** START **

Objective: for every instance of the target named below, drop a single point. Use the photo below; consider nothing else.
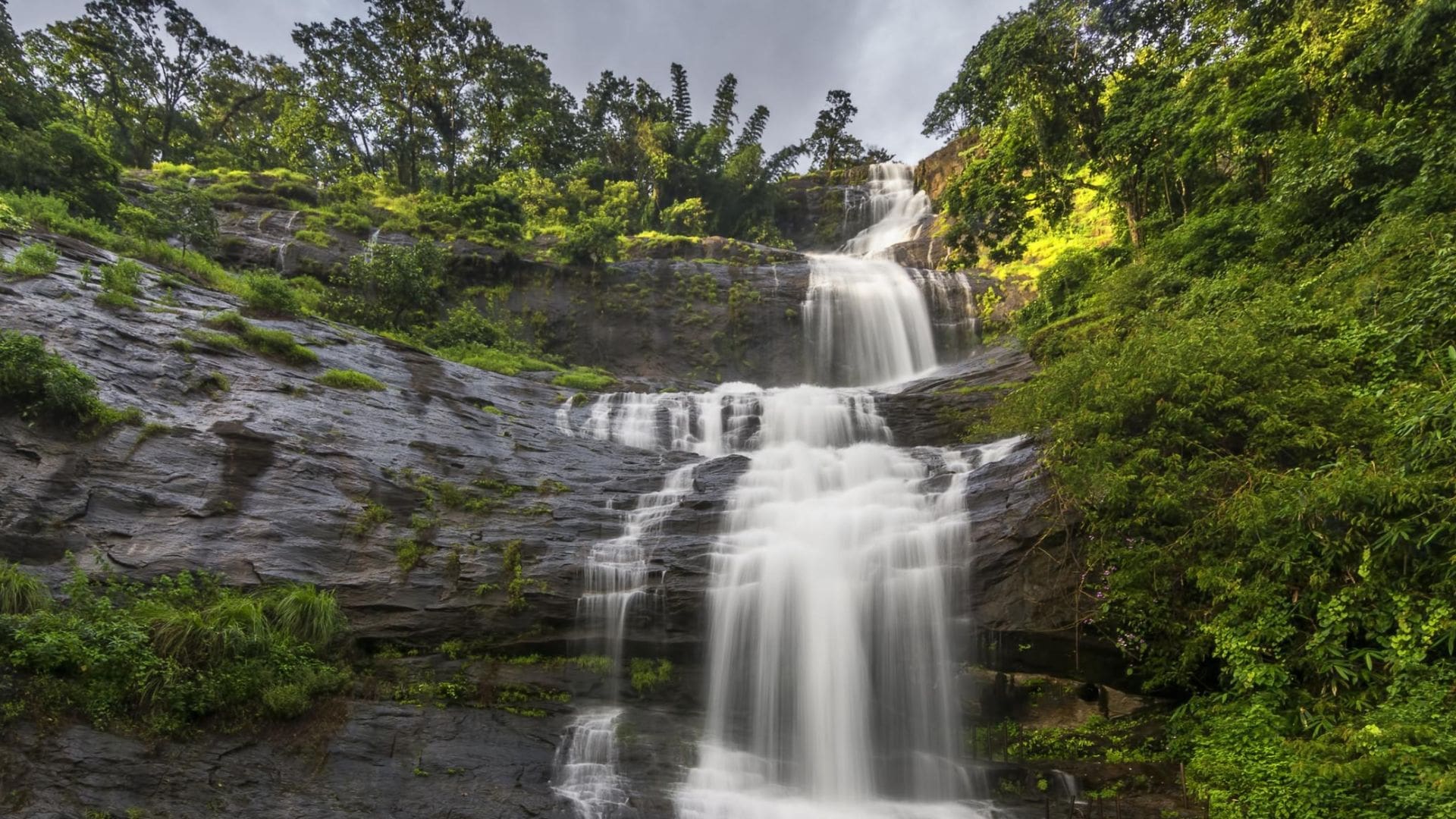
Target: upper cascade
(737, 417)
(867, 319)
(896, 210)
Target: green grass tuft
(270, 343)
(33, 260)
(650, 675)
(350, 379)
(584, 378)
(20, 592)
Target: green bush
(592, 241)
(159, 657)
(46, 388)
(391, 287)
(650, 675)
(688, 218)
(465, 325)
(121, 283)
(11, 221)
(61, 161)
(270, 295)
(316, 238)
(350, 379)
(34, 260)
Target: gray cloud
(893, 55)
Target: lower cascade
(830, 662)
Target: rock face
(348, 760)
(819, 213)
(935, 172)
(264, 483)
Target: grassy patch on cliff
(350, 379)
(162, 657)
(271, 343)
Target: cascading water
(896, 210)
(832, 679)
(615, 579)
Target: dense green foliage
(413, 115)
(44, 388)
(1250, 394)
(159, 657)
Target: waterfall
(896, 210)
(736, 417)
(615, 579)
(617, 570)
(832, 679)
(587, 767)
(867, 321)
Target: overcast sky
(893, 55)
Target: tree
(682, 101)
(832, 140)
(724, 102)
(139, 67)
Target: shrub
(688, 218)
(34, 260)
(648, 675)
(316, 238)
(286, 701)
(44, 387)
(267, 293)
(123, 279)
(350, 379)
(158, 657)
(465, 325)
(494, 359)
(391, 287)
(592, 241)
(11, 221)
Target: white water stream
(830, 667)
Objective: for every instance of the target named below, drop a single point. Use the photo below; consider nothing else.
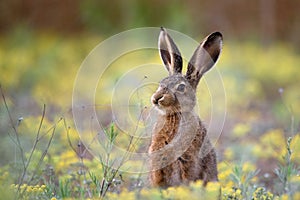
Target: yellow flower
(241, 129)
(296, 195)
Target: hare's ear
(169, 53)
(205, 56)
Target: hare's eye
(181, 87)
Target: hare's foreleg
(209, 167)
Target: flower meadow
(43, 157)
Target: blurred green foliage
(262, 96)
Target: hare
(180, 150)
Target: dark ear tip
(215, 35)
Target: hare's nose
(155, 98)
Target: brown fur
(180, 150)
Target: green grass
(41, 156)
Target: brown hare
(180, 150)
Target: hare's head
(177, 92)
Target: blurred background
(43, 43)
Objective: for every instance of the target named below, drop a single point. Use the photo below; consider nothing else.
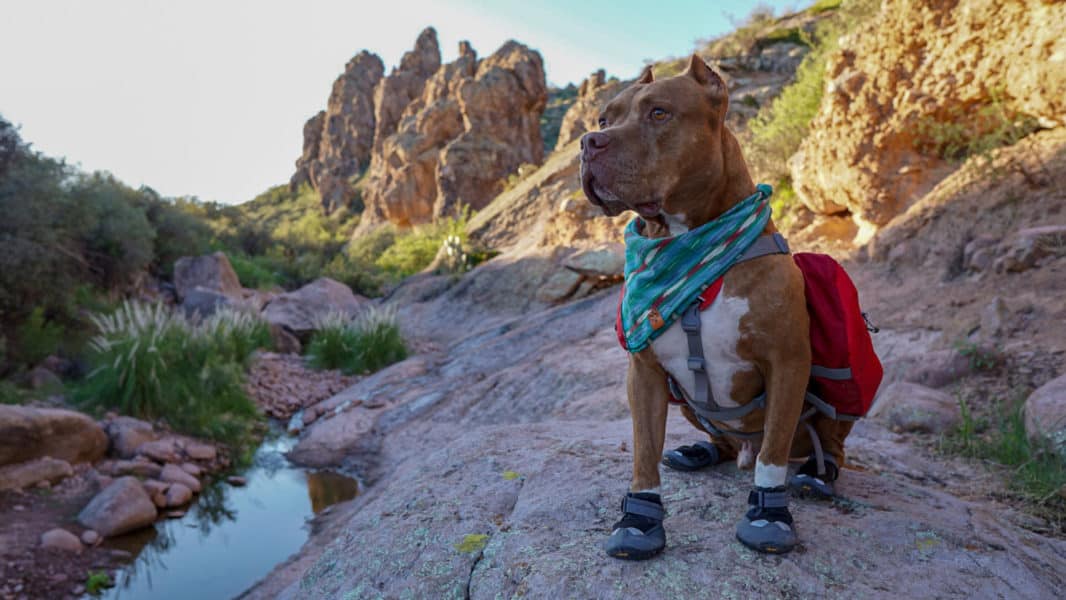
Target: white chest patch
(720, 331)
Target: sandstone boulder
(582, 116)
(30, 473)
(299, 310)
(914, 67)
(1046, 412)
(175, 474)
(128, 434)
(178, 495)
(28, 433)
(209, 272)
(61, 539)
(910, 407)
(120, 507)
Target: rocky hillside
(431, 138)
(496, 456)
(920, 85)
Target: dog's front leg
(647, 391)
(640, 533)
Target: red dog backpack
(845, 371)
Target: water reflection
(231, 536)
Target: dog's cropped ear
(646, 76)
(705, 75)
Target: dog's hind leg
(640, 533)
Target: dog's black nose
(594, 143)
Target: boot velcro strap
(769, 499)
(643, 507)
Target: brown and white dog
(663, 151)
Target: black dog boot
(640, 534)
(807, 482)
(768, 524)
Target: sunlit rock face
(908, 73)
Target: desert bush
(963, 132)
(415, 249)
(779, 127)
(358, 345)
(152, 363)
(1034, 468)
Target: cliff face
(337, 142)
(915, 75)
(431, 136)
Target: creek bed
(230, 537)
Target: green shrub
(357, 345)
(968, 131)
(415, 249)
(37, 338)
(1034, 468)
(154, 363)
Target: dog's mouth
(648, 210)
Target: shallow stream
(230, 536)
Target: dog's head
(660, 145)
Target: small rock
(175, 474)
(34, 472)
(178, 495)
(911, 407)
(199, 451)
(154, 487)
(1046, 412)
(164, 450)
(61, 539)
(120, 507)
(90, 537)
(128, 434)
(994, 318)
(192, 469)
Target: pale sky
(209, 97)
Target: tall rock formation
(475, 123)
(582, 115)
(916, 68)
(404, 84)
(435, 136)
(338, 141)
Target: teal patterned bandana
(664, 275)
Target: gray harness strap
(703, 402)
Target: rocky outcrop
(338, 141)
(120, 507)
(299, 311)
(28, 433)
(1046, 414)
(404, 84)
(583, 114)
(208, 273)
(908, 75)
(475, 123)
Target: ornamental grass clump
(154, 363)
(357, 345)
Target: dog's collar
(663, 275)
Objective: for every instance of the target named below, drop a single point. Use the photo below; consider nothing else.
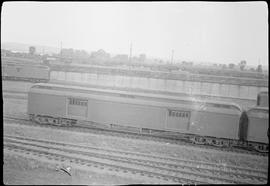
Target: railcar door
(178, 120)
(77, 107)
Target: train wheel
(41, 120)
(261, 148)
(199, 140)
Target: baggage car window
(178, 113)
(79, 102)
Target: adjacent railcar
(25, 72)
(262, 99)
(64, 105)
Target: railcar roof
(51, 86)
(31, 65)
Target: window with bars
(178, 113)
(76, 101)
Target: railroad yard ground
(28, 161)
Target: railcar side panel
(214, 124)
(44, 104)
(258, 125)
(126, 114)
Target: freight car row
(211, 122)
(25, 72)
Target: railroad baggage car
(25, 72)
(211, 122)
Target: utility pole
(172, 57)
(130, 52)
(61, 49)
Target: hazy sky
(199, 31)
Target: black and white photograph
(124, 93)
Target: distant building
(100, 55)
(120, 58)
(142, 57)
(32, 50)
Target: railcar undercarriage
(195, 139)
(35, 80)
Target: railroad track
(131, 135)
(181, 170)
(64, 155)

** END **
** START **

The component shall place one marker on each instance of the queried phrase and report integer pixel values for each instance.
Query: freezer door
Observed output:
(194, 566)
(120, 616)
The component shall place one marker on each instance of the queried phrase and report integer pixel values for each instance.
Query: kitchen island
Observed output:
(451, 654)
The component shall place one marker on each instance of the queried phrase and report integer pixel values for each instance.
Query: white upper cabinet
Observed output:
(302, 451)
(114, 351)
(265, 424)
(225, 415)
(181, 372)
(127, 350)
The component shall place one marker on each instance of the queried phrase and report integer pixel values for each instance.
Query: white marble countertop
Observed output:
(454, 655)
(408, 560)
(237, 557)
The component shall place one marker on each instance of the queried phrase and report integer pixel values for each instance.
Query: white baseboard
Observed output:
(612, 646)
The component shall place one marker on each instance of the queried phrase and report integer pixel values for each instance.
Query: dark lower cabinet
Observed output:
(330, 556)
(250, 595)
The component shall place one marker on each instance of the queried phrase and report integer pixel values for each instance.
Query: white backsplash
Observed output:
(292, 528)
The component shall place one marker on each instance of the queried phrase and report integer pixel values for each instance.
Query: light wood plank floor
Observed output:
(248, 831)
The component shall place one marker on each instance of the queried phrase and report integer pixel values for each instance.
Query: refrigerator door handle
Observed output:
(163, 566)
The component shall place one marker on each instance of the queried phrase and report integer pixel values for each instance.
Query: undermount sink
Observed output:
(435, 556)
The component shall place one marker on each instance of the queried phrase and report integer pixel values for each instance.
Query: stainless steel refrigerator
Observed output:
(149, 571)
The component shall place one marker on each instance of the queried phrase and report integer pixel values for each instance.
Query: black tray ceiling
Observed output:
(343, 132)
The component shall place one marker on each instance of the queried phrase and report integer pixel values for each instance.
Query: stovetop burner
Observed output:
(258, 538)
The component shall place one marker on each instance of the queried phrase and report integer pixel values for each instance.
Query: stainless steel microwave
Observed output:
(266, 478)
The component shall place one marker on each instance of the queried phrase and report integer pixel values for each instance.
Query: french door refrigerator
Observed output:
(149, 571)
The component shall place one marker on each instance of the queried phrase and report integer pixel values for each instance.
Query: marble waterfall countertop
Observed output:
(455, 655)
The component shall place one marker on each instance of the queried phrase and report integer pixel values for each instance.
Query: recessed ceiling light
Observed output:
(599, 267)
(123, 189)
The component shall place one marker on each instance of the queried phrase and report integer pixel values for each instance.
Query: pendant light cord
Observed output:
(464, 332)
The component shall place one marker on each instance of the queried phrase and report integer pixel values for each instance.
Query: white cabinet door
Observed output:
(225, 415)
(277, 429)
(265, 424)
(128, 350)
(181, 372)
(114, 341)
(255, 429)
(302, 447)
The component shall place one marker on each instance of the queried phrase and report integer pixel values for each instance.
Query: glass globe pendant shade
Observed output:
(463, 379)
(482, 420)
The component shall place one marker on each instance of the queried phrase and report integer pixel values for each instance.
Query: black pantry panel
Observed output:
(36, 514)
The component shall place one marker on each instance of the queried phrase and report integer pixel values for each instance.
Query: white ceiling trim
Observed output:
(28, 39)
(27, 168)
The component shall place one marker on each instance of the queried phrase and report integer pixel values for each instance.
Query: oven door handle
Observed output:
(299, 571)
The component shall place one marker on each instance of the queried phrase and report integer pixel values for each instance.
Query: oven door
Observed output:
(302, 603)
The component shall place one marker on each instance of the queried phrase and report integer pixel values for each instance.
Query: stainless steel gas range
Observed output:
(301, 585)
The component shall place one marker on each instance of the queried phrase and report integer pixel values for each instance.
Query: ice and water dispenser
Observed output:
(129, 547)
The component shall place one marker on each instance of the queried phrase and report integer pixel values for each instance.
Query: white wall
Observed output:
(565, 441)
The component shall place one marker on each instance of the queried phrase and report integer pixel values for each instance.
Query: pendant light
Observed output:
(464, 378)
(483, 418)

** END **

== Written exercise ==
Copy out each line of the records that contains the string "waterfall", and match case exactly.

== Result for this exercise ==
Target: waterfall
Query: marble waterfall countertop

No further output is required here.